-- Opening Marker --

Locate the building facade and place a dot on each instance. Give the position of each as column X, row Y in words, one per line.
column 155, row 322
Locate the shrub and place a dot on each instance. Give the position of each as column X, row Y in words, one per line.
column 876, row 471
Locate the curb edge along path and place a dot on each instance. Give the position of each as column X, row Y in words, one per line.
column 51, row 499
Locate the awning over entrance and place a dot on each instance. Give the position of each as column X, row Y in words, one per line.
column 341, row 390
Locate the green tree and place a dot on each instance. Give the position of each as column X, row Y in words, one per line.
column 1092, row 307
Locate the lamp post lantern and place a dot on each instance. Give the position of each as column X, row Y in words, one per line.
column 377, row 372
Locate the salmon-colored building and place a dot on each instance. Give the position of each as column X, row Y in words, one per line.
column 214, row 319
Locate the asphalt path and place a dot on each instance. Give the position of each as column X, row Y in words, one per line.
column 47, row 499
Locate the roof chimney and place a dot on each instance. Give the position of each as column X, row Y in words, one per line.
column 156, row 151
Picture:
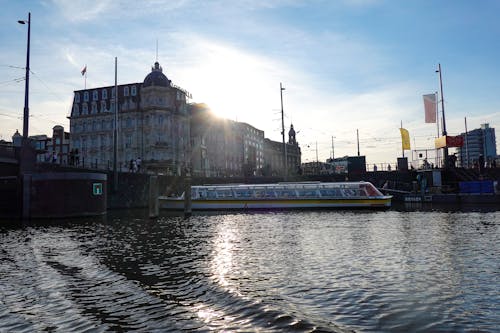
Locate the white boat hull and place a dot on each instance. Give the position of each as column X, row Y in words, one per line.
column 178, row 203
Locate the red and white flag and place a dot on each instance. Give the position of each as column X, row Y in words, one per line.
column 430, row 101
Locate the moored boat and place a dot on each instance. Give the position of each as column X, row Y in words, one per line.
column 281, row 196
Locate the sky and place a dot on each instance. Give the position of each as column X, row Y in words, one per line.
column 347, row 66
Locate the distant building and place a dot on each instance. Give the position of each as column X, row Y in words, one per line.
column 152, row 123
column 222, row 147
column 480, row 141
column 274, row 156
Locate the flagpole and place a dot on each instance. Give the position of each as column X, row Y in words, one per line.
column 445, row 149
column 115, row 134
column 466, row 146
column 402, row 147
column 437, row 124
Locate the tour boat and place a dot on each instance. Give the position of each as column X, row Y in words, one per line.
column 281, row 196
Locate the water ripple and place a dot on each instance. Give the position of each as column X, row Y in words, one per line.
column 270, row 272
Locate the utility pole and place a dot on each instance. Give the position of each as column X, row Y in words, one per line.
column 115, row 132
column 27, row 83
column 333, row 149
column 357, row 135
column 445, row 149
column 283, row 133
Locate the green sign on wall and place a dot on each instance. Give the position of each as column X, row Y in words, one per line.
column 97, row 189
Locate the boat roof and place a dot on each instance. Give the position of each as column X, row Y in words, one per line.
column 311, row 184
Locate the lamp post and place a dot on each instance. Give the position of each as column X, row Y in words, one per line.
column 283, row 133
column 26, row 89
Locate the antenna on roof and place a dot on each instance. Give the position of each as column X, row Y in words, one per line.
column 156, row 49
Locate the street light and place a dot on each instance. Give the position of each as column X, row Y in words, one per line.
column 26, row 89
column 283, row 133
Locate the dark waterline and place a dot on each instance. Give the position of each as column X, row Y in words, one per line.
column 429, row 269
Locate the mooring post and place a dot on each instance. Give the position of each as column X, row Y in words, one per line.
column 187, row 194
column 153, row 197
column 26, row 196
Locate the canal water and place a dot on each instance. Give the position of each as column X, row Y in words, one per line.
column 302, row 271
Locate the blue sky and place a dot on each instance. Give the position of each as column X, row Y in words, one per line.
column 345, row 64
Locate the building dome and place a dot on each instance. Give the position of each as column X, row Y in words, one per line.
column 156, row 78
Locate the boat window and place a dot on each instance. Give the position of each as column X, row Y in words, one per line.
column 259, row 193
column 224, row 194
column 243, row 193
column 307, row 193
column 372, row 190
column 285, row 193
column 329, row 192
column 270, row 194
column 349, row 192
column 362, row 191
column 211, row 194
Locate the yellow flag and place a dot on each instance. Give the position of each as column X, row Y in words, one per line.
column 405, row 139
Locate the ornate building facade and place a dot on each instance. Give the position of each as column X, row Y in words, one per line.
column 223, row 147
column 152, row 124
column 274, row 156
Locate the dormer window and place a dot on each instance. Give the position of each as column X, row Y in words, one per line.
column 94, row 107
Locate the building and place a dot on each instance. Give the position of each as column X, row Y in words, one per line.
column 252, row 140
column 151, row 120
column 480, row 141
column 274, row 156
column 223, row 147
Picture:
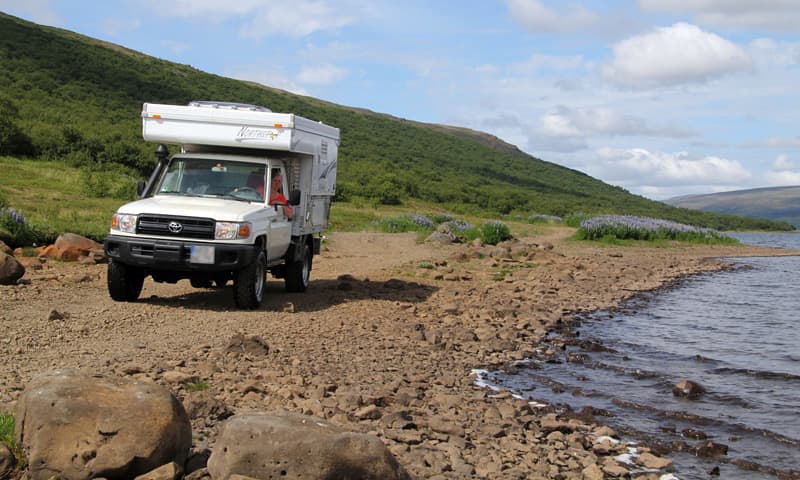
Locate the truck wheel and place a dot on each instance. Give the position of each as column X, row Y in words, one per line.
column 298, row 273
column 124, row 282
column 200, row 282
column 248, row 286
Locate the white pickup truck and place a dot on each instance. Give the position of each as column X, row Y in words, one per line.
column 249, row 193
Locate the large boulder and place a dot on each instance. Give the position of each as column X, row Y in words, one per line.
column 293, row 446
column 7, row 461
column 74, row 426
column 10, row 269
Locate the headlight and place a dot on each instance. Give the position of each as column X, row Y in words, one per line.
column 124, row 223
column 231, row 231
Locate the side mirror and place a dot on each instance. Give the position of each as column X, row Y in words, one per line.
column 294, row 198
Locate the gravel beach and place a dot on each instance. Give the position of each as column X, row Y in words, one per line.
column 384, row 342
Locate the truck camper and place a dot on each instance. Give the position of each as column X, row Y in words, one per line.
column 249, row 193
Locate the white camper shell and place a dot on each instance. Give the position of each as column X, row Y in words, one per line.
column 208, row 213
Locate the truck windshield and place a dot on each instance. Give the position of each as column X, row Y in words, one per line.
column 203, row 177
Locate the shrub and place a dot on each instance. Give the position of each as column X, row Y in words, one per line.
column 490, row 233
column 107, row 184
column 406, row 223
column 575, row 219
column 541, row 218
column 441, row 218
column 7, row 429
column 628, row 227
column 15, row 229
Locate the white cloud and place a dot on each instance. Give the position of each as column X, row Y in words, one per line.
column 269, row 77
column 638, row 166
column 259, row 18
column 774, row 15
column 535, row 16
column 321, row 74
column 779, row 178
column 565, row 121
column 783, row 172
column 682, row 53
column 782, row 162
column 39, row 11
column 783, row 142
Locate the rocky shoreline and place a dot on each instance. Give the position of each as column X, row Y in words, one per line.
column 382, row 344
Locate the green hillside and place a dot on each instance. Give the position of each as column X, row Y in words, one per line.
column 77, row 100
column 776, row 203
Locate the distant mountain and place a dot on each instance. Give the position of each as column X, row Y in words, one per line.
column 775, row 203
column 75, row 99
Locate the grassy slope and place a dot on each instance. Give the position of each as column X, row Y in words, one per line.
column 778, row 203
column 79, row 100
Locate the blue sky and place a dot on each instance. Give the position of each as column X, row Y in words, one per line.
column 661, row 97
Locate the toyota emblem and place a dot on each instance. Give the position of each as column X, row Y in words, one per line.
column 175, row 227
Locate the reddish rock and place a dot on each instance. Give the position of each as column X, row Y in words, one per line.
column 73, row 240
column 10, row 269
column 5, row 248
column 50, row 251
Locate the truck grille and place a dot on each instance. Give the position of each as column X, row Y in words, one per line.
column 201, row 228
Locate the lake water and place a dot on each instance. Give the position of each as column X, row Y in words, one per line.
column 735, row 332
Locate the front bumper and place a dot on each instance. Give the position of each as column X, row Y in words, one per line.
column 175, row 256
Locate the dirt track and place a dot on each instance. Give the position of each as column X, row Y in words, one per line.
column 378, row 344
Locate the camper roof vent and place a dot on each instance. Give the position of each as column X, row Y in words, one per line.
column 228, row 105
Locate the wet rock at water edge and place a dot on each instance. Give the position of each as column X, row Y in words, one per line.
column 711, row 449
column 694, row 434
column 688, row 389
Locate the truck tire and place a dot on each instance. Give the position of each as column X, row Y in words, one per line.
column 200, row 282
column 299, row 272
column 124, row 282
column 248, row 286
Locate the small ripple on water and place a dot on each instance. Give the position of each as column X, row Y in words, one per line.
column 735, row 332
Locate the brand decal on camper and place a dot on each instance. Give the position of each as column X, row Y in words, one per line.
column 252, row 133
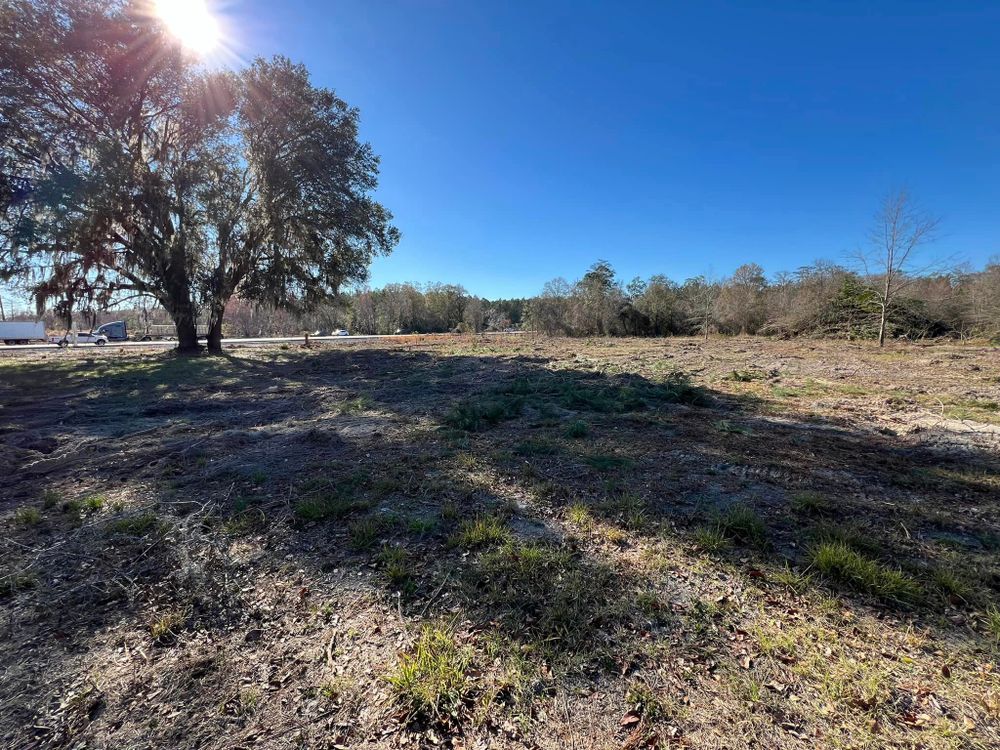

-- Closing Marker --

*WORK REQUEST*. The required output is every line of the data above, set down exactly and stripped of pictures.

*EXERCISE SOLUTION*.
Locate the building facade and place a dot on each instance. Give the position of each as column X, row Y in words, one per line.
column 155, row 322
Locate the shrub and place a dot on each instance. Give the position of each as column X, row Y in words, one per line.
column 876, row 471
Locate the curb edge along path and place a dot on each instance. Give the position of each as column X, row Y in words, one per line.
column 51, row 499
Locate the awning over entrance and place a dot on each instance. Give the position of each as column X, row Y in words, one per line.
column 341, row 390
Locate the green tree and place a dot on each instance. Give the position of each as column X, row Y in words, one per line.
column 1092, row 307
Locate the lamp post lantern and place a dot on each instance. Give the position of each as column X, row Y in words, one per line.
column 377, row 372
Locate the salmon-colored building and place a dot on each instance. Give the position of each as column X, row Y in words, one per line.
column 214, row 319
Locate the asphalt path and place a dot on each instance. Give the position of each as column X, row Y in words, one per line.
column 47, row 499
Locate the roof chimney and place a dot on each instance. Give the position of each as column X, row Y in words, one per line.
column 156, row 151
Picture:
Locate the white boat hull and place a dot on each instance. Give the position of each as column X, row Y in words, one per line.
column 178, row 203
Locate the red and white flag and place a dot on each instance. Give the position of each as column X, row Y in words, one per line.
column 430, row 101
Locate the moored boat and place a dot on each instance. Give the position of each as column X, row Y in words, one per line.
column 281, row 196
Locate the sky and place a dot on each instance. Give the position of each as column X, row Y in words, one per line.
column 347, row 66
Locate the distant building and place a dot on each instance. Give the position of each as column X, row Y in words, one per line.
column 152, row 123
column 222, row 147
column 480, row 141
column 274, row 156
Locate the flagpole and place a dot on each instance. Give the position of each as column X, row Y in words, one per line.
column 445, row 149
column 115, row 134
column 466, row 146
column 402, row 147
column 437, row 124
Locate the tour boat and place a dot on each instance. Give the position of each as column X, row Y in words, one per line.
column 281, row 196
Locate the water ripple and place a dot on each instance. Give the position of each as column X, row Y in words, one per line.
column 270, row 272
Locate the utility pole and place a dot on each instance. Give the position of each as column X, row Y in words, one per line.
column 115, row 132
column 27, row 83
column 333, row 149
column 357, row 135
column 445, row 149
column 283, row 133
Locate the green sign on wall and place a dot on each instance. Give the position of each as column X, row Y in words, one per line.
column 97, row 189
Locate the boat roof and place a dot on each instance. Give the position of each as column X, row Y in words, one per line.
column 311, row 184
Locate the lamp post and place a dot on each instance. Give the position of each as column X, row Y in words, one per line.
column 283, row 133
column 26, row 89
Locate the antenna on roof and place a dot on each instance. Give the position of each as column X, row Y in words, one per line.
column 156, row 49
Locate the street light and place a dot on each instance. Give the position of each as column X, row Y in words, one per line.
column 26, row 89
column 283, row 133
Locate the dark waterline and place a dot on each instance. Give the position of each as column X, row Y in words, one per line.
column 429, row 269
Locate the mooring post and place a dot on each instance. Give the position of each as column X, row Y in words, one per line.
column 187, row 194
column 153, row 197
column 26, row 196
Locate the canal water and place a dot on each instance. Give the position of each as column X, row Y in words, one per line.
column 302, row 271
Locate the blue sky and place a dot on each instance. Give the position of each as column X, row Y in words, one per line.
column 345, row 64
Locate the building dome and place a dot on each instance. Give the position of each as column X, row Y in words, one per line.
column 156, row 78
Locate the boat window and place a dot on each instance. Give the position of each as column X, row Y in words, one per line.
column 259, row 193
column 224, row 194
column 243, row 193
column 307, row 193
column 372, row 190
column 285, row 193
column 329, row 192
column 270, row 194
column 349, row 192
column 362, row 191
column 211, row 194
Locate the yellow flag and place a dot on each instance. Give the position of each as column X, row Y in words, one per line.
column 405, row 139
Locate the ornate building facade and place a dot on each instance. Give the position of each as column X, row Y in words, one per line.
column 223, row 147
column 152, row 124
column 274, row 156
Locate the dormer window and place a dot on each instance. Give the position of each as column X, row Y in words, one per line.
column 94, row 107
Locate the building and place a dot on each instance. Give the position of each as column X, row Y in words, one per line.
column 252, row 140
column 151, row 120
column 480, row 141
column 274, row 156
column 223, row 147
Picture:
Locate the truck wheel and place a dot on each instance. Give the position of each as column X, row Y in words, one per line.
column 298, row 273
column 124, row 282
column 200, row 282
column 248, row 286
Locate the white pickup truck and place a dot on each instance. Give the position of each as column X, row Y in words, one per line.
column 249, row 193
Locate the large boulder and place a dot on each instance. Give the position of each as column X, row Y in words, one per line.
column 293, row 446
column 7, row 461
column 74, row 426
column 10, row 269
Locate the headlight and place a dot on each instance. Give the position of each as column X, row Y in words, one per line.
column 124, row 223
column 231, row 231
Locate the side mirror and place a dot on each instance. Give the position of each as column X, row Y in words, one per line.
column 294, row 198
Locate the gravel beach and place a dot on each instance. Give the position of each as column X, row Y in words, one per line.
column 384, row 342
Locate the truck camper and place a dot on each instance. Give the position of each as column X, row Y in words, one per line.
column 249, row 193
Locate the white camper shell and place a dot on each instance. Give the position of each as column X, row Y in words, one per line.
column 208, row 213
Locate the truck windshield and place a dot on each instance. Give the position of each as column X, row Y in words, one per line.
column 203, row 177
Locate the shrub and place a dot on each instance. Give the position of each as column X, row Y in words, one per line.
column 490, row 233
column 107, row 184
column 406, row 223
column 575, row 219
column 541, row 218
column 441, row 218
column 7, row 429
column 628, row 227
column 15, row 229
Locate the white cloud and place a dot on each instance. Give the position of each as column X, row Y in words, one per line.
column 269, row 77
column 638, row 166
column 259, row 18
column 774, row 15
column 535, row 16
column 321, row 74
column 779, row 178
column 565, row 121
column 783, row 172
column 682, row 53
column 782, row 162
column 39, row 11
column 783, row 142
Locate the rocky shoreline and place a dot on each instance. Give the position of each as column X, row Y in words, one per line.
column 382, row 344
Locate the green hillside and place a dot on each instance. Give the position of each as column X, row Y in words, one per line.
column 77, row 100
column 776, row 203
Locate the distant mountain and place a dot on each instance. Give the position of each as column X, row Y in words, one per line.
column 775, row 203
column 75, row 99
Locate the grassy slope and place a dot on each instance. Give the position of each as column X, row Y in words, one per line.
column 778, row 203
column 79, row 100
Locate the blue sky and place a dot on each instance. Give the position of each as column X, row Y in words, one per line.
column 661, row 97
Locate the toyota emblem and place a dot on each instance. Give the position of each as column X, row Y in words, one per line.
column 175, row 227
Locate the reddish rock and place a dot on each instance. Give the position of each as column X, row Y in words, one per line.
column 73, row 240
column 10, row 269
column 5, row 248
column 50, row 251
Locate the truck grille and place a dot on each instance. Give the position of each as column X, row Y in words, one per line.
column 201, row 228
Locate the lake water and place a dot on each instance. Give the position of each as column X, row Y in words, one per line.
column 735, row 332
Locate the front bumper and place a dot on each instance. Give the position of each as column X, row Y in words, one per line.
column 175, row 256
Locate the dirt track and place a dot on each instance. Give the position of each as column X, row Y in words, one per line.
column 378, row 344
Locate the camper roof vent and place a dot on each instance. Give the position of each as column X, row Y in words, one per line.
column 228, row 105
Locate the wet rock at water edge and place a dot on each instance. Give the position of each as column X, row Y in words, one per line.
column 711, row 449
column 694, row 434
column 688, row 389
Locate the truck tire and place a dot on each instance. Give the position of each as column X, row Y in words, one per line.
column 200, row 282
column 299, row 272
column 124, row 282
column 248, row 286
Locate the small ripple on water and place a dot on each instance. Give the position of each as column X, row Y in words, one per line.
column 735, row 332
Locate the brand decal on camper and place a dot on each instance. Give the position of each as column X, row Y in words, one per line.
column 252, row 133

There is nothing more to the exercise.